§ **Aim**:
Give back exactly the lines from the one containing "Every instance of the stone veneer" through the end of the records, including both, and no others.

[Records]
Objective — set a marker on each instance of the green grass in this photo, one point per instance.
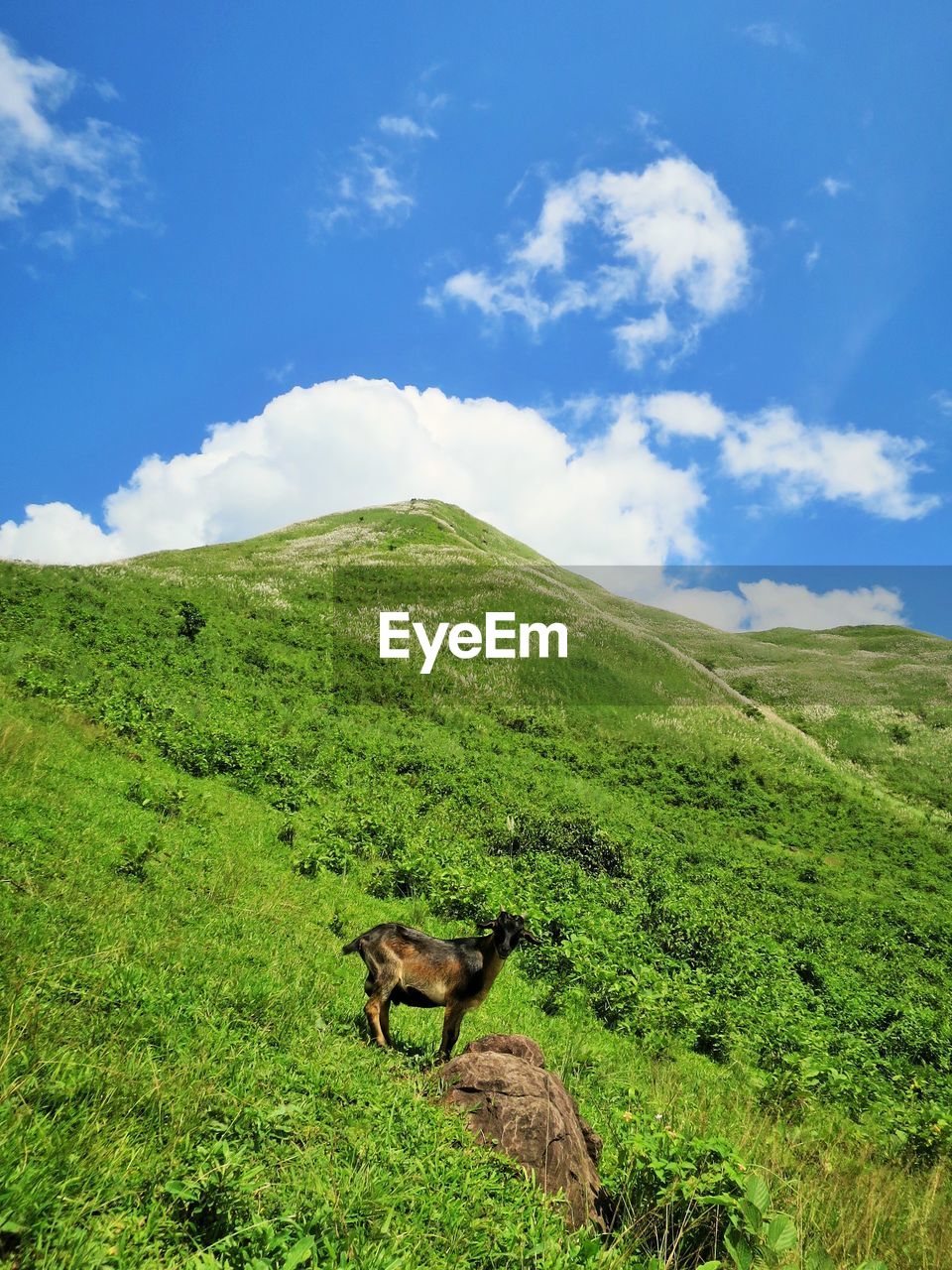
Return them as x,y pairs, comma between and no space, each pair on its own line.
746,935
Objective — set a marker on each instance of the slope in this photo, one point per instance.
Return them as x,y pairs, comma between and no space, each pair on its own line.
740,934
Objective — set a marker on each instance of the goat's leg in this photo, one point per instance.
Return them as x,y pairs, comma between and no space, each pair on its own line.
379,988
452,1020
385,1019
373,1011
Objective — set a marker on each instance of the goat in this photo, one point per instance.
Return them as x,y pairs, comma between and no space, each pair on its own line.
409,968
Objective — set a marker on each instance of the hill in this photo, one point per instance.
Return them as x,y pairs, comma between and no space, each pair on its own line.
740,875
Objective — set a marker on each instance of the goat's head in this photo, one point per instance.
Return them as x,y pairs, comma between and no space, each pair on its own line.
508,931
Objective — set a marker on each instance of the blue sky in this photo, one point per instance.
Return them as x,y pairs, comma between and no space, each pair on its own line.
692,262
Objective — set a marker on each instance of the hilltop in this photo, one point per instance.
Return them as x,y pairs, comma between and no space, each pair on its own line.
734,847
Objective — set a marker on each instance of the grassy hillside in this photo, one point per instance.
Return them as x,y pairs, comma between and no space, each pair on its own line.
209,781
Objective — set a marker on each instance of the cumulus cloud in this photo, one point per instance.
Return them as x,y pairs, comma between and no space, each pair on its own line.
611,495
754,606
352,443
94,166
372,186
685,414
670,255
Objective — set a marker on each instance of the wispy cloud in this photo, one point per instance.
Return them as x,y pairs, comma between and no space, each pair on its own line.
373,185
753,606
280,375
87,175
772,35
664,254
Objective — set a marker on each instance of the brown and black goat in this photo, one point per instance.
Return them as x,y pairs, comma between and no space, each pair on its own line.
409,968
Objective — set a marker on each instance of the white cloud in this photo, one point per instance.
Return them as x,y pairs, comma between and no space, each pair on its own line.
871,468
670,246
403,126
687,414
754,606
639,338
94,166
834,186
372,186
353,443
771,35
356,443
780,603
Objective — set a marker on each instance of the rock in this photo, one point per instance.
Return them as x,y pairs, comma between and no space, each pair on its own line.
515,1105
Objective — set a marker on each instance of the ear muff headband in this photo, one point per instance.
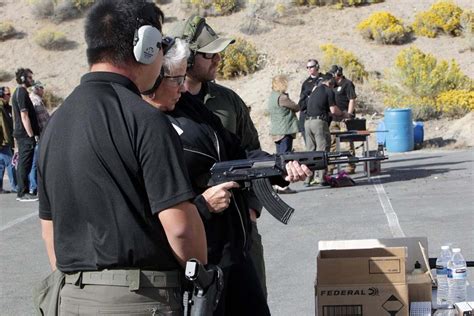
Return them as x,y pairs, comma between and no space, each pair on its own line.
191,32
146,42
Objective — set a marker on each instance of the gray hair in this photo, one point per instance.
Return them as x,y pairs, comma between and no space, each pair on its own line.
178,53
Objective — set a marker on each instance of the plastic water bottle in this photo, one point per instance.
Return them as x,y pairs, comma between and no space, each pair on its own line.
457,276
442,276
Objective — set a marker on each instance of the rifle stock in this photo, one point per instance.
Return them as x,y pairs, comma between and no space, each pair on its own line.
255,173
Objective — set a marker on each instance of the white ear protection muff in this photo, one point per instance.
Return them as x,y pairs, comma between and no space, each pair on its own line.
146,44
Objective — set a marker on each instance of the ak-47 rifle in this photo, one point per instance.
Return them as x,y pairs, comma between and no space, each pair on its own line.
255,173
207,288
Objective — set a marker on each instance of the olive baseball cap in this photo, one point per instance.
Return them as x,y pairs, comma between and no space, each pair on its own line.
200,36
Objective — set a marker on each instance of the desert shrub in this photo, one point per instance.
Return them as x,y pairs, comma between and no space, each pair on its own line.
455,103
5,75
336,3
42,9
353,68
240,58
417,79
467,28
59,10
50,39
384,28
51,100
6,30
443,16
211,7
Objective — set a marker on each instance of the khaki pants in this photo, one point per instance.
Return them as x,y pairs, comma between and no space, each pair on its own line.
115,300
317,138
340,127
256,254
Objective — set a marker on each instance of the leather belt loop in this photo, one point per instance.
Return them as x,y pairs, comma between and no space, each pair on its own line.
133,277
76,279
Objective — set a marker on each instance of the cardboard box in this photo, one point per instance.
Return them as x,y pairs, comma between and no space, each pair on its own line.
368,282
419,287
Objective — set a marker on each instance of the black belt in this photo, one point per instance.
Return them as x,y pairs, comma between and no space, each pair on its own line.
133,278
318,117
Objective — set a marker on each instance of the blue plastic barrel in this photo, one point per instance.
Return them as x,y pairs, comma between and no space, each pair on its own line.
418,133
399,124
381,135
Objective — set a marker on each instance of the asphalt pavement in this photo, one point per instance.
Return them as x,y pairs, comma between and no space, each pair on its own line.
422,193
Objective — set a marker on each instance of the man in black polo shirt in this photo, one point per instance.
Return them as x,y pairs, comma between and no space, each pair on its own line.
26,132
112,181
321,105
345,97
312,81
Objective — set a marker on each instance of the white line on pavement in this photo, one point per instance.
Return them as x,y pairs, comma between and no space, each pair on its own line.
17,221
388,209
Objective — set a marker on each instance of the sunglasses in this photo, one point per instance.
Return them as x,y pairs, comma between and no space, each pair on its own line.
178,81
208,55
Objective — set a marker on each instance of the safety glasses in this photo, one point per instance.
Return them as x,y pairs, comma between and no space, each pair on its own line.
175,80
167,43
208,55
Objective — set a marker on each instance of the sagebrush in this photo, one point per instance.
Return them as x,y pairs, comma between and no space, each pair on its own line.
240,58
418,79
442,17
353,68
6,30
384,28
211,7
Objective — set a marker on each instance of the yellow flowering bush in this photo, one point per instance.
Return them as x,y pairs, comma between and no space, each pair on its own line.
212,7
455,103
339,4
384,28
418,79
443,16
6,30
353,68
240,58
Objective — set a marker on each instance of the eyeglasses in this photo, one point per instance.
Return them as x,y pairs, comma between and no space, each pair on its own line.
208,55
177,81
167,43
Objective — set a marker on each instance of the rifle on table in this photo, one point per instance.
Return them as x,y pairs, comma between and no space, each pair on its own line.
255,173
207,288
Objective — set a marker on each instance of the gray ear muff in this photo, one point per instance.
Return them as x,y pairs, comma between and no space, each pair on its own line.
147,44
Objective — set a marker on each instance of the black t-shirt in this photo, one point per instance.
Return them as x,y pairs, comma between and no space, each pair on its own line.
344,91
320,100
109,163
21,103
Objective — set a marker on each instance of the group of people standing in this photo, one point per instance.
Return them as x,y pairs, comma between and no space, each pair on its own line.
124,168
326,102
21,125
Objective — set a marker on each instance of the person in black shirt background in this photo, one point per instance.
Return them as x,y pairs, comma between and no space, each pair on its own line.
321,106
115,196
26,132
308,85
345,97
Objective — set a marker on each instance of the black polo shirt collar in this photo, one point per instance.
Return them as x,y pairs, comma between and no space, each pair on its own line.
110,77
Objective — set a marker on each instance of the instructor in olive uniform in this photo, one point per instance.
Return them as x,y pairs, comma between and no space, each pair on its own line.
345,98
225,103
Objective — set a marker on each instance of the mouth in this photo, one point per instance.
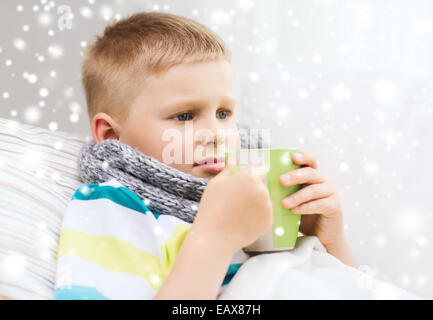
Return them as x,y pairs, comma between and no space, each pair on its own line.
211,164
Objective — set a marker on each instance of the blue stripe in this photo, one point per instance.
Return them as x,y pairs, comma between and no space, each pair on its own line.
121,195
233,268
78,293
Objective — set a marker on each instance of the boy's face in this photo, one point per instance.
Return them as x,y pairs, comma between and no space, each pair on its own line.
184,115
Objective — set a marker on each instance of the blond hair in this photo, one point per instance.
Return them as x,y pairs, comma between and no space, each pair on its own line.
141,45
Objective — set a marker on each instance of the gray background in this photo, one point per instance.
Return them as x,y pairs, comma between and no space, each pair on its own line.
350,81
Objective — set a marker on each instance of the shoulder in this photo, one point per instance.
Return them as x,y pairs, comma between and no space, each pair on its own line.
111,190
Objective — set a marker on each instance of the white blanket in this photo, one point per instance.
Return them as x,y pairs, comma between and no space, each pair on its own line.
306,272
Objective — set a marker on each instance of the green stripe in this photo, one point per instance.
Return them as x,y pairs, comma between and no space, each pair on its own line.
233,268
121,195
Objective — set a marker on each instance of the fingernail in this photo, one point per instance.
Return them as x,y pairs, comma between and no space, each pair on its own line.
287,202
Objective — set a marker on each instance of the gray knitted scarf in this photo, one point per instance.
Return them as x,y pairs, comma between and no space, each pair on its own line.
164,190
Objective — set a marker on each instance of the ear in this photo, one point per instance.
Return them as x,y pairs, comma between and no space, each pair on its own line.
104,127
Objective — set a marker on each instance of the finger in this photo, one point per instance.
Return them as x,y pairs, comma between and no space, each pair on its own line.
325,206
305,158
306,175
309,193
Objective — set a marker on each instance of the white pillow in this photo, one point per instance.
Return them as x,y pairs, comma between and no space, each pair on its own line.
38,176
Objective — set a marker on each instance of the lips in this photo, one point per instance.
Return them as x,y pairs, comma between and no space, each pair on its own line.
209,161
212,165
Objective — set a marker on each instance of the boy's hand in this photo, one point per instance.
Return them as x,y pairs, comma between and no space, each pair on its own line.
317,201
235,209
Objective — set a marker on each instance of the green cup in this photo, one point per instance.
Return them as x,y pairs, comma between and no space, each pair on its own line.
285,227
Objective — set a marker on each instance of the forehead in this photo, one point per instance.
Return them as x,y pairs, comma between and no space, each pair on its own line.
204,81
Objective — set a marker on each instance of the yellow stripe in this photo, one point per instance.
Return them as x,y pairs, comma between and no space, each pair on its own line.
123,256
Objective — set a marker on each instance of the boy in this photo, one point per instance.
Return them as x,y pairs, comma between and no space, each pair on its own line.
150,73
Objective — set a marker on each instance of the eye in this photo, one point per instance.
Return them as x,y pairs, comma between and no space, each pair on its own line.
183,116
223,113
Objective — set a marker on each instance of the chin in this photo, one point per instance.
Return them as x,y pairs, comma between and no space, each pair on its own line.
197,172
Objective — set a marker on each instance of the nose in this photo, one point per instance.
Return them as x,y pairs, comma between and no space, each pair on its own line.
209,131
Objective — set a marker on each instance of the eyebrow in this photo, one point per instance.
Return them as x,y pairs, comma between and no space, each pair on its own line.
177,104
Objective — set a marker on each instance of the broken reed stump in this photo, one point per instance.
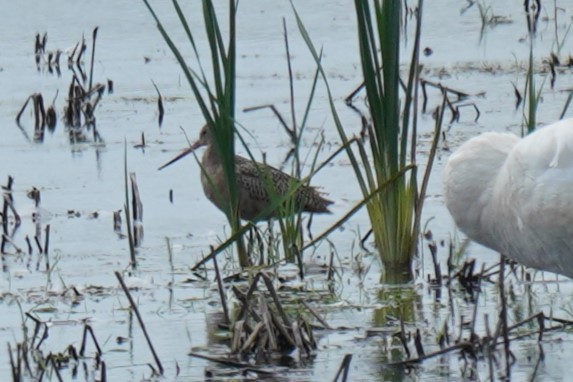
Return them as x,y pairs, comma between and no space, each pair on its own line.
262,327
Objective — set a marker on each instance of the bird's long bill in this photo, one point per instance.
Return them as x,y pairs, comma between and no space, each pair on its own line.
184,153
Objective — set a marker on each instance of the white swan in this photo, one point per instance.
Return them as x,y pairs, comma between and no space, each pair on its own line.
515,195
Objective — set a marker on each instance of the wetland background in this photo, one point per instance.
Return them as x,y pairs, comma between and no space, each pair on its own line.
82,184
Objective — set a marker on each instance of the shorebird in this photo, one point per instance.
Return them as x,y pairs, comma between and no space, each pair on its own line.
253,182
515,195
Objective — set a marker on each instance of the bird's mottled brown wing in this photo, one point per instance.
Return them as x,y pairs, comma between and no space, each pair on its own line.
253,178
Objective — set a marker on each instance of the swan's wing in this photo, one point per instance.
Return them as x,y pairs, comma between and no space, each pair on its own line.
469,179
534,200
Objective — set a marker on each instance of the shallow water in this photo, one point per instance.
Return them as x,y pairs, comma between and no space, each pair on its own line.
179,315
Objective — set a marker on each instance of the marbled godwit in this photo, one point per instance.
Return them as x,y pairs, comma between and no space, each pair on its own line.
252,189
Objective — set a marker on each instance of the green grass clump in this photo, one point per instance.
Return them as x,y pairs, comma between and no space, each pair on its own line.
384,167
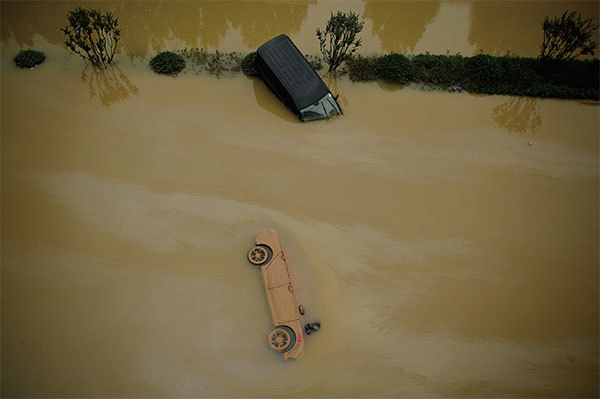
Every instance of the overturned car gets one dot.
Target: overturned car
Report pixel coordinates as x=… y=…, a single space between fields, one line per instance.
x=288 y=74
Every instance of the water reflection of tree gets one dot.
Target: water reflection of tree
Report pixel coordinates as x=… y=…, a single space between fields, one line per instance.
x=518 y=115
x=148 y=24
x=498 y=27
x=110 y=85
x=401 y=24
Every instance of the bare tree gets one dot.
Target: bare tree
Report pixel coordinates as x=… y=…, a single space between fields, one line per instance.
x=92 y=35
x=568 y=36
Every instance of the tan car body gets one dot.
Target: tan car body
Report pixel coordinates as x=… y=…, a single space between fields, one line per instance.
x=280 y=291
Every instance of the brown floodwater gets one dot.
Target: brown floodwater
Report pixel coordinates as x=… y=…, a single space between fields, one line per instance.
x=447 y=242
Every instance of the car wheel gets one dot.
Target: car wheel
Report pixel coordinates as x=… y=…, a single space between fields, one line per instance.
x=259 y=255
x=282 y=339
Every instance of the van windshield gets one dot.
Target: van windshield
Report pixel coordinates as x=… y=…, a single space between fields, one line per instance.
x=325 y=108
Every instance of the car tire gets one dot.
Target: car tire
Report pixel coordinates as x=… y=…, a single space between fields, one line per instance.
x=260 y=255
x=281 y=339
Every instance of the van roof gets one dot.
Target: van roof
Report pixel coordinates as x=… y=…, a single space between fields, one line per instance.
x=290 y=67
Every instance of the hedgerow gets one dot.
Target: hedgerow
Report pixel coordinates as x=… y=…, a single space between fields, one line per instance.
x=485 y=74
x=29 y=58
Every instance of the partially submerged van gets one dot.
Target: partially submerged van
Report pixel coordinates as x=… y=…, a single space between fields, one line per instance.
x=288 y=74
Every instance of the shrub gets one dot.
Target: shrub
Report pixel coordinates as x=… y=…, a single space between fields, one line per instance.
x=395 y=67
x=484 y=69
x=167 y=62
x=362 y=68
x=92 y=35
x=487 y=74
x=568 y=37
x=439 y=70
x=29 y=58
x=248 y=66
x=338 y=41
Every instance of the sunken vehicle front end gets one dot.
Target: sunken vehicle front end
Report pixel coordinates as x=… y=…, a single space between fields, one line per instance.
x=288 y=74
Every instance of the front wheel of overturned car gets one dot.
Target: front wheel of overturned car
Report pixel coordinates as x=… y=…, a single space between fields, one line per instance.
x=260 y=255
x=281 y=339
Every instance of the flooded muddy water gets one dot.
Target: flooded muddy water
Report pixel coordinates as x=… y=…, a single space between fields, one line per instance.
x=447 y=242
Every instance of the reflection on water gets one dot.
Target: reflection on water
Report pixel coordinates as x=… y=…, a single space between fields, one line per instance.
x=400 y=25
x=498 y=27
x=110 y=84
x=268 y=101
x=333 y=82
x=518 y=115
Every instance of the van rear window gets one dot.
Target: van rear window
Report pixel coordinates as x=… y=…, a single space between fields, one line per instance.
x=325 y=108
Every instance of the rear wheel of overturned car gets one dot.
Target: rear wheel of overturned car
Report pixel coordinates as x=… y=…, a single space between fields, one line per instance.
x=259 y=255
x=281 y=339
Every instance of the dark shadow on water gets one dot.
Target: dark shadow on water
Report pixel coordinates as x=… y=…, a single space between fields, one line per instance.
x=518 y=115
x=110 y=85
x=270 y=102
x=400 y=24
x=333 y=82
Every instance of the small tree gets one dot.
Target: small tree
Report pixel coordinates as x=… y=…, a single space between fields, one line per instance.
x=568 y=37
x=339 y=41
x=92 y=35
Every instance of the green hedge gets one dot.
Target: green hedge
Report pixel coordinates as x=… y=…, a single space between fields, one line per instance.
x=167 y=62
x=485 y=74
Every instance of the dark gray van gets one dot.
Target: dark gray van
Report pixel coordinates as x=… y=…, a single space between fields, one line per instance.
x=288 y=74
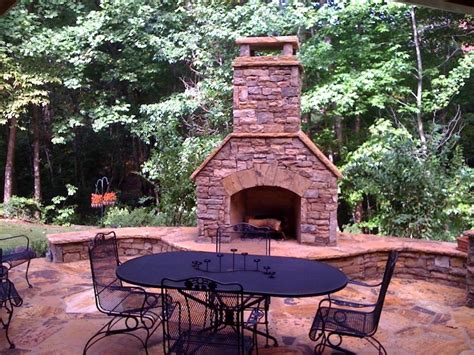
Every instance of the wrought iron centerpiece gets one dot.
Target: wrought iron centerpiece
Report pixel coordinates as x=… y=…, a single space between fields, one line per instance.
x=240 y=262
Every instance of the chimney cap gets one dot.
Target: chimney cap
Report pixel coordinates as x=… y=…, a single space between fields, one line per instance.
x=272 y=42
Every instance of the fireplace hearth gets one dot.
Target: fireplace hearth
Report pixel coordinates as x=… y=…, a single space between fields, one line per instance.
x=268 y=168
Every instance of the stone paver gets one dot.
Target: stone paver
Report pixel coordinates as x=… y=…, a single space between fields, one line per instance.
x=59 y=316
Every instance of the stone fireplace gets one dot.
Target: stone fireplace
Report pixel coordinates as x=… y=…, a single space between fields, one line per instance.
x=268 y=168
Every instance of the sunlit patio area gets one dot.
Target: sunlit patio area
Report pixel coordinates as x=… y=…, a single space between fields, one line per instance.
x=59 y=315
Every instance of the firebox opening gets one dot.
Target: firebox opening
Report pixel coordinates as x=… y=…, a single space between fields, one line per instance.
x=263 y=202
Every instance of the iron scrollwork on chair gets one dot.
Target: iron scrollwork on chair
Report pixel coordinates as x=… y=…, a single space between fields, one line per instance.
x=19 y=255
x=255 y=236
x=9 y=298
x=130 y=308
x=349 y=318
x=206 y=317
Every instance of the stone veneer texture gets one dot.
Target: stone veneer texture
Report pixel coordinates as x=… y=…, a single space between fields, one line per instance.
x=284 y=162
x=267 y=99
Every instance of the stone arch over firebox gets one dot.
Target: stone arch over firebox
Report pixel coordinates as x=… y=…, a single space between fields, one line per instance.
x=266 y=175
x=267 y=191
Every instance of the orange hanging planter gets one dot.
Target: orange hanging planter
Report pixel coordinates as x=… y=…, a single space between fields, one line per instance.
x=96 y=200
x=109 y=198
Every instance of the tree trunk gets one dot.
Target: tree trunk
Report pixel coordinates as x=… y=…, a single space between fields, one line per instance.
x=35 y=122
x=358 y=212
x=419 y=77
x=339 y=135
x=10 y=162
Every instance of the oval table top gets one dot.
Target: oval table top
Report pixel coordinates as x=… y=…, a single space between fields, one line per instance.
x=259 y=275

§ **Response to the exercise**:
Every instance of the stone veneer texture gets one dot.
Target: stone veneer texture
Report pixel coordinates as x=… y=…, a single space between fields, one line per instance.
x=284 y=162
x=267 y=99
Every instance of the stone arch over firebox gets one dot.
Target: stone arch over firebox
Report pixel coordinates as x=… y=…, a single space between fields, one line per instance.
x=266 y=175
x=267 y=191
Every instance of the orange hanging planter gets one dot.
Target: orange hanging planter
Report pixel coordinates as x=… y=…, a single space between fields, one line per instance.
x=96 y=200
x=109 y=198
Every instance of the tree trunk gets one dot.
Target: tree trunk
Report pixel coordinates as x=… y=…, a single space between fields, one line per instance.
x=35 y=122
x=358 y=212
x=419 y=77
x=339 y=135
x=10 y=162
Every instance of the oval table top gets one dot.
Target: oval table top
Report pixel coordinates as x=… y=…, a single space between fields, one line per instance.
x=259 y=275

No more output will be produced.